## Excerpt provided
____________

Moulton residents may be relieved to hear efforts are being taken to address a long-term solution for an “earthy” taste reoccurring in city tap water this winter. 

According to Moulton Water Superintendent Jay Johnson—who has received numerous complaints of bad-tasting water—algal blooms in the Sinking Creek Reservoir are responsible for the unpleasant odor and taste. 

“Rest assured, there are no safety concerns related to these taste and odor events,” Johnson said. “The water is safe to drink.”

City officials have announced steps being taken to address the issues, including the initiation of a water quality monitoring program to ensure federal and state water quality standards are always met.

In the meantime, Johnson said there are additional steps water customers may take to reduce the earthy taste and smell. He says refrigerating tap water in a pitcher overnight or heating tap water should help. 

Addressing algal blooms is not a new challenge for Johnson and the Moulton Water Department. Johnson said the taste and odor impacts were expected to occur this year after rising temperatures and heavier rainfalls increased the chances of algal blooms producing the organic compounds, geosmin and 2-Methylisoborneal (MIB).

____________

## Provided material
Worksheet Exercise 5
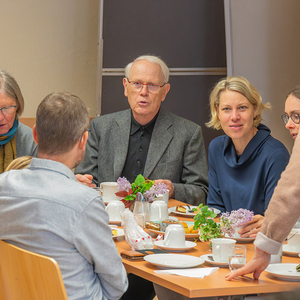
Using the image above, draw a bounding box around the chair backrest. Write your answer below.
[0,241,68,300]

____________

## To do
List every proper name of a person, place, or organization that appears in the article on Moulton's tap water.

## Your solution
Moulton
Jay Johnson
Sinking Creek Reservoir
Moulton Water Department